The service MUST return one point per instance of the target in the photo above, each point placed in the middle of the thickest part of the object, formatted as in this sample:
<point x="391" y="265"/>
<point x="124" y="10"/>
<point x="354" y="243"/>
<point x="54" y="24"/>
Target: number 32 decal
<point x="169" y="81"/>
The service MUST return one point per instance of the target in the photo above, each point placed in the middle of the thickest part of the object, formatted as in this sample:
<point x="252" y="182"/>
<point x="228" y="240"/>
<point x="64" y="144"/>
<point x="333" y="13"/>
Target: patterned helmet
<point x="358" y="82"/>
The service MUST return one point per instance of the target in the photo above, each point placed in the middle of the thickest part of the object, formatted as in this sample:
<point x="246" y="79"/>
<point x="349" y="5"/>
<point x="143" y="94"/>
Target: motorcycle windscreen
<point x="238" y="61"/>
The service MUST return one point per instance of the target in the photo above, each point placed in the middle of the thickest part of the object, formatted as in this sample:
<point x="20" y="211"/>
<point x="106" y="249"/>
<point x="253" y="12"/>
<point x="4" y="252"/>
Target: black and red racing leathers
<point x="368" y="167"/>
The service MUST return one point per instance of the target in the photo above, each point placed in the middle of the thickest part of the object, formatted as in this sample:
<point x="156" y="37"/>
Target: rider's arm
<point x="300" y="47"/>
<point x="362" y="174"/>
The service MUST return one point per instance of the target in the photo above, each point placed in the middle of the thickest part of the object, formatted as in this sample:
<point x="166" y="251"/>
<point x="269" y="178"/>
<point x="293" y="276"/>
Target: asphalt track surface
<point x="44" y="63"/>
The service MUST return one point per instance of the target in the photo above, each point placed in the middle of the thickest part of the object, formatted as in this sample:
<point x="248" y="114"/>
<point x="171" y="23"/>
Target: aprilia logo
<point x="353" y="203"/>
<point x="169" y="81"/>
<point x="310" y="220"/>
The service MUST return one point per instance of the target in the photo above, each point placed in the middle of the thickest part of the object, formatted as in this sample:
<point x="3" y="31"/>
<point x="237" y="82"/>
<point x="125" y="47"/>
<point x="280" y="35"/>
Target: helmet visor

▬▬▬

• [What you need to do]:
Using the material above, please reproduce each line exactly.

• [Response to this task]:
The service MUST return one point per instance of the target in the photo above, each point placed in the middle of the thickest part of the object, formatted as in this sample:
<point x="391" y="265"/>
<point x="124" y="10"/>
<point x="354" y="243"/>
<point x="54" y="24"/>
Target: number 32 decal
<point x="169" y="81"/>
The service MUST return one point per instance of the target in the photo above, each point placed in the middle of the thickest part of the object, formatted as in this sample:
<point x="252" y="182"/>
<point x="228" y="240"/>
<point x="64" y="144"/>
<point x="333" y="13"/>
Target: patterned helmet
<point x="358" y="82"/>
The service MUST return one point per instance of the target in the photo above, each point placed in the middle of the thickest part of the object, formatted as in this sample:
<point x="246" y="79"/>
<point x="349" y="5"/>
<point x="143" y="94"/>
Target: motorcycle windscreen
<point x="238" y="61"/>
The service MUST return one point per instance of the target in the photo above, each point placed in the middle of the thickest part of the object, formatted as in this sample:
<point x="20" y="211"/>
<point x="106" y="249"/>
<point x="253" y="12"/>
<point x="4" y="252"/>
Target: black and red racing leathers
<point x="368" y="167"/>
The service MUST return one point per instance of the target in the photo above, each point placed in the middle of the thickest part of the object, formatted as in this sample:
<point x="156" y="37"/>
Target: rider's arm
<point x="300" y="47"/>
<point x="362" y="174"/>
The service MUST return one point per instance of the target in the photo above, each point placed in the middle of the thickest part of the object, formatted as in this sample:
<point x="166" y="251"/>
<point x="269" y="178"/>
<point x="293" y="276"/>
Target: asphalt track surface
<point x="44" y="63"/>
The service MUST return one point per instance of the target in the photo above, each point placed in the middle of the thickest part of the object, formatted as in this sample:
<point x="248" y="114"/>
<point x="171" y="23"/>
Target: aprilia logo
<point x="353" y="203"/>
<point x="169" y="81"/>
<point x="310" y="220"/>
The service MUST return one point per instance of the target in the photo above, each point placed in the middle of the thickest part of the object, formatted as in this sample:
<point x="3" y="31"/>
<point x="237" y="82"/>
<point x="125" y="47"/>
<point x="280" y="35"/>
Target: helmet visor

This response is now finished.